» BAGIAN BERITA
* * * * * * *
JEMBER (Lenteratoday)- Lembaga Penelitian dan Pengabdian Kepada Masyarakat (LP2M) Universitas Jember bekerjasama dengan PT Astra Internasional membina petani kopi di enam desa di wilayah Kecamatan Sumber Wringin, Bondowoso. Yakni Desa Sukorejo, Sukosari Kidul, Tegal Jati, Sumber Wringin, Sumber Gading dan Rejo Agung.
Semuanya adalah desa di daerah penyangga Kawah Ijen yang menghasilkan kopi Arabika. Kopi bermutu tinggi Raung-Ijen ini sudah terkenal memiliki cita rasa khas yang disukai penikmat kopi.
Namun, sayangnya keternaran kopi Raung-Ijen ini belum sepenuhnya berdampak nyata bagi petani. Hasil panen petani dihargai rendah oleh tengkulak. LP2M Universitas Jember bekerjasama dengan PT Astra Internasional membantu petani, dari sisi teknis penanaman kopi, penguatan kelembagaan hingga pemasaran.
Salah satu cara yang ditempuh adalah menghubungkan petani dengan buyer secara langsung agar petani mendapatkan harga yang fair. Tentu saja kerja besar ini membutuhkan kerjasama dengan semua pihak, pentahelix istilahnya. Dimana pemerintah, akademisi, badan atau pelaku usaha, masyarakat atau komunitas, dan media bersatu padu berkoordinasi serta berkomitmen untuk mengembangkan potensi lokal.
Hadir dalam kesempatan ini Ketua DPRD Bondowoso, Ahmad Dhafir, staf ahli bidang hubungan antar lembaga Kemendes PDTT, Samsul Widodo, juga Ketua LP2M Universitas Jember, Prof. Yuli Witono beserta jajarannya. Tampak pula anggota Komisi C DPRD Jawa Timur, Ahmad Hadinuddin, perwakilan PT. Astra Internasional, Bima Krida Arya, perwakilan Bank Jatim Bondowoso, perwakilan Perum Perhutani, Muspika Kecamatan Sumberwringin serta Kepala Desa Sukorejo, Sumarni.
Di sela-sela acara saya menyempatkan diri ngobrol dengan Pak Anwar, petani kopi setempat. Menurutnya sekali panen dirinya bisa mendapatkan hasil 2 hingga 3 ton kopi dari setengah hektar lahan miliknya. Setahun kopi bisa dipanen dua kali jika dirawat dengan baik. “Selama ini saya menjual kopi secara glondongan, biasanya dihargai paling tinggi 9 ribu rupiah per kilogramnya. Sebenarnya harga kopi akan lebih tinggi jika diolah. Biji kopi yang sudah diolah dengan melewati penjemuran yang baik bisa mencapai harga 250 ribu perkilogramnya.
* * * * * * *
» Baris dataset penunjukan objek

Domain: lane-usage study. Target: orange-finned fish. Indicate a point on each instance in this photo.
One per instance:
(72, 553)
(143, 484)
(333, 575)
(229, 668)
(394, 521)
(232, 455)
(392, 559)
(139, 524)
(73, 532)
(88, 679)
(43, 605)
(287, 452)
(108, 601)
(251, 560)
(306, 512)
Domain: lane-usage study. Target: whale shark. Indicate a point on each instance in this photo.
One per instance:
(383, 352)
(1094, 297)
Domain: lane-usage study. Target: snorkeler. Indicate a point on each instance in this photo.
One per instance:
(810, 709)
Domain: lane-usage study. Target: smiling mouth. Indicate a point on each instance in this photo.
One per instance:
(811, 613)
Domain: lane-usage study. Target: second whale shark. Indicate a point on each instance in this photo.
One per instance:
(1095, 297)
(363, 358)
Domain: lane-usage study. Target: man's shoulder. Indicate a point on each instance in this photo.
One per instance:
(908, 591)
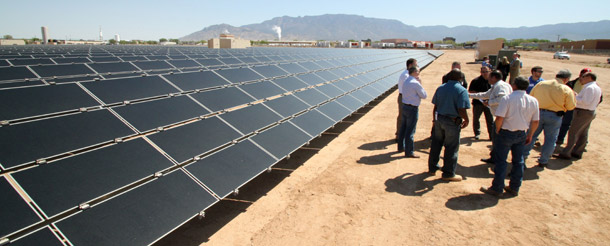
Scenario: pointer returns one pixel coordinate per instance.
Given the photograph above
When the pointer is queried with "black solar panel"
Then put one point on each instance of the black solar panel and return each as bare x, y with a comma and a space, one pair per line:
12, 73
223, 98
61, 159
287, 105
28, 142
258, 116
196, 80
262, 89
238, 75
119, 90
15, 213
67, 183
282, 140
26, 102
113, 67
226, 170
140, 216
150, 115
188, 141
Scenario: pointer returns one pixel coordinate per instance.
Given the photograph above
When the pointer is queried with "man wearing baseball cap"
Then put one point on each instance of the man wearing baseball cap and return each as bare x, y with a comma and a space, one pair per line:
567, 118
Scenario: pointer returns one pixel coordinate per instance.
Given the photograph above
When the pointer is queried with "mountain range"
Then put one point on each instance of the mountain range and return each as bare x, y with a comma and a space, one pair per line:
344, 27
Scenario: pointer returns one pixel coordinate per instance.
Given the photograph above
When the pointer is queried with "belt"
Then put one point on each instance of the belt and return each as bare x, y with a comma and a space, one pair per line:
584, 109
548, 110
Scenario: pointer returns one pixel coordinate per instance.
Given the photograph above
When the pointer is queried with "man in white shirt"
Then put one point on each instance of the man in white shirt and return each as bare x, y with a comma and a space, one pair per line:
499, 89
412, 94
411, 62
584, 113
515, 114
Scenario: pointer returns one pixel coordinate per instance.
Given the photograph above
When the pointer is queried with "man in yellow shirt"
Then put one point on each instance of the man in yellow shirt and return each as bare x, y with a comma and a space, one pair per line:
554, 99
* * * * * * *
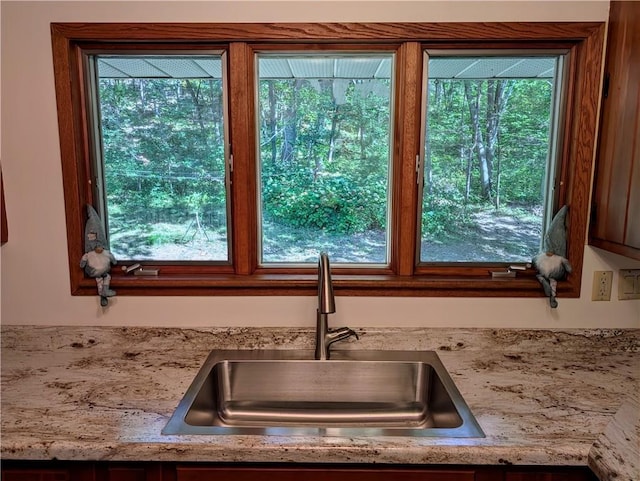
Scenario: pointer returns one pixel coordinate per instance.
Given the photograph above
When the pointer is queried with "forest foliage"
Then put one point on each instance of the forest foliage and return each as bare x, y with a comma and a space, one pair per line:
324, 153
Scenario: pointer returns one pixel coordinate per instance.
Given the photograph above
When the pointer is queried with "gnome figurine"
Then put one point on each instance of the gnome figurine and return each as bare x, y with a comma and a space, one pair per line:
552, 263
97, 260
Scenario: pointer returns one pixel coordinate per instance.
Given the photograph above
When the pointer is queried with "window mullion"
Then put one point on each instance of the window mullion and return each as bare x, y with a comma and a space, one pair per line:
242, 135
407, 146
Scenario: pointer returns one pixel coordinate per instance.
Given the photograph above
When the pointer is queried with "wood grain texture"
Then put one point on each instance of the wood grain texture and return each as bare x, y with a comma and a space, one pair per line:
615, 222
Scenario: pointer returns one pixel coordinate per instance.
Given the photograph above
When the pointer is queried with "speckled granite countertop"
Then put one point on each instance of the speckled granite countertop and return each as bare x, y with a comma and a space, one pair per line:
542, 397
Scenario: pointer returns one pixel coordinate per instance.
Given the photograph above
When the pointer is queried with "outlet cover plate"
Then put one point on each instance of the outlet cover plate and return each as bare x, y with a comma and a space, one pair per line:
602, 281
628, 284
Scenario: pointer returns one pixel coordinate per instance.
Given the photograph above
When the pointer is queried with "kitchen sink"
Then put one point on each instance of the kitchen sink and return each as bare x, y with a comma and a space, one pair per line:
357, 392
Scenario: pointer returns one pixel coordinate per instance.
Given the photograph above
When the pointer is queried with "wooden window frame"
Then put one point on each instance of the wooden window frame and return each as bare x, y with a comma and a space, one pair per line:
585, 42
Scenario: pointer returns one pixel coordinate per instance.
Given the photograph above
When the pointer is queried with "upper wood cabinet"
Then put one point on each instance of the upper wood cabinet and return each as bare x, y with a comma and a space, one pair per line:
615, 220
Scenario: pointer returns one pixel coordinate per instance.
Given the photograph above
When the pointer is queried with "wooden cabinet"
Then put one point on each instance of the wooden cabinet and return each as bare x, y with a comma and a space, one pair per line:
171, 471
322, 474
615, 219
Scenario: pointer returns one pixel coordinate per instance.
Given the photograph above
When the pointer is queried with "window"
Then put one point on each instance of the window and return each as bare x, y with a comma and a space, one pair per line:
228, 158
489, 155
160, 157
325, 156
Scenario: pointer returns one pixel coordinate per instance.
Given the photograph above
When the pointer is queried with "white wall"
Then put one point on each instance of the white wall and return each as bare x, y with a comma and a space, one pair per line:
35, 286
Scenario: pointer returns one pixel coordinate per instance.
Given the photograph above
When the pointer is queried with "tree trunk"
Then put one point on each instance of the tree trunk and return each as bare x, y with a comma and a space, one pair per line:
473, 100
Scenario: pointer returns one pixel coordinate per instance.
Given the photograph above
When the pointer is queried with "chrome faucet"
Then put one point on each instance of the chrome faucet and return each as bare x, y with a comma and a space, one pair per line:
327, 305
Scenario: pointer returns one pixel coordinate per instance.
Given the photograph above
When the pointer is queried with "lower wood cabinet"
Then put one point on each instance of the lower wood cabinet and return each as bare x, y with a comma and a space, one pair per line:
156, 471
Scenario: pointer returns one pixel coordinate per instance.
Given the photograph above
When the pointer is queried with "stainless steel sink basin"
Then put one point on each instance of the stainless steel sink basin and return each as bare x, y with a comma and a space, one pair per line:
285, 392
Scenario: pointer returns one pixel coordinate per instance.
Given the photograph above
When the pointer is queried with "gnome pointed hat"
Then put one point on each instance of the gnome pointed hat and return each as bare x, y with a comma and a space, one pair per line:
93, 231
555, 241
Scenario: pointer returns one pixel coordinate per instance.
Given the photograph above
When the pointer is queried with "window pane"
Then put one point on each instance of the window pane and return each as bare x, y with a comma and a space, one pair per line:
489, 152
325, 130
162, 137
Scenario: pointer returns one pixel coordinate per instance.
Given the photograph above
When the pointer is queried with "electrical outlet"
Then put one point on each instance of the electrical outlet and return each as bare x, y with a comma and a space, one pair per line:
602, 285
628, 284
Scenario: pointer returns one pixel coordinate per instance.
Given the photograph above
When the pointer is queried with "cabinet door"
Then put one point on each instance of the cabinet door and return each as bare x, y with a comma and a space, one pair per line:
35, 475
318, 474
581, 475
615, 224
* * * * * * *
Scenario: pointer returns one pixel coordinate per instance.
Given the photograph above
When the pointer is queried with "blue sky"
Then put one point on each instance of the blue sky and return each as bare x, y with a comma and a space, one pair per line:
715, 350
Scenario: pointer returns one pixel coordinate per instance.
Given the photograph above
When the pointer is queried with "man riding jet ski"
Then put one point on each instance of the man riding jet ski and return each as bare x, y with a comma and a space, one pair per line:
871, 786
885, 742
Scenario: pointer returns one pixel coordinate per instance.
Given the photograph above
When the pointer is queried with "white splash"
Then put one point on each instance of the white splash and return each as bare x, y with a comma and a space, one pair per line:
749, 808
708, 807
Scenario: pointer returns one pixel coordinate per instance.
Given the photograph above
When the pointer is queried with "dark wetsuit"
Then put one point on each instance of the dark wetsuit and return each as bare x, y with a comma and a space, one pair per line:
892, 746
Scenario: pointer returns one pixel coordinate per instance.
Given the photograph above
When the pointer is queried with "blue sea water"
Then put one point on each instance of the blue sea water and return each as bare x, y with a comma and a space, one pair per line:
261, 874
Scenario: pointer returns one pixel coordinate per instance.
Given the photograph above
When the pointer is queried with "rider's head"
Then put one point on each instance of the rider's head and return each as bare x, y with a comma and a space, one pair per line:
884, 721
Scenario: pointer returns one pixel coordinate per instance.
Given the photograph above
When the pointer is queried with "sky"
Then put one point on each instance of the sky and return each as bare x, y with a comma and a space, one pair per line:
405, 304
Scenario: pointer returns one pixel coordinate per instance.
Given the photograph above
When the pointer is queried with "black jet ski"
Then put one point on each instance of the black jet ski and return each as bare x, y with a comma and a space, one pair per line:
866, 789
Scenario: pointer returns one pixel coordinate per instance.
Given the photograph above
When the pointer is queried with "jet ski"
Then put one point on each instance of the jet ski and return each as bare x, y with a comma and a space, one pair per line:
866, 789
* * * * * * *
» TUGAS
Lanjutkan berita tentang pembinaan petani kopi di Sumber Wringin, Bondowoso, mulai dari kalimat sesudah bagian terakhirnya. Catatan-catatan tersebut tidak berhubungan dengan berita di atas.

» JAWABAN
Harga makin tinggi jika sudah diolah menjadi kopi bubuk. Tapi saya butuh uang segera, sementara modal untuk mengolah kopi belum ada,” tutur Pak Anwar yang sudah lima tahun bertanam kopi.
Permasalahan pemasaran dan permodalan yang dihadapi petani kopi ini persis sama dengan penjelasan yang diberikan oleh Ketua DPRD Bondowoso, Ahmad Dhafir. Menurutnya petani kopi Bondowoso sudah paham benar bagaimana bertanam kopi, tapi pemasaran masih menjadi ganjalan. Seringnya petani menjual hasil panennya ke tengkulak atau pengijon. “Pengijon datang saat tanaman kopi sudah berbunga, dibelinya dengan harga 4 ribu per kilogram saja, padahal empat lima bulan kemudian di saat panen kopi harganya di pasaran sudah mencapai 9 ribu rupiah. Artinya keuntungan pengijon sudah mencapai 40 persen,” kata Dhafir.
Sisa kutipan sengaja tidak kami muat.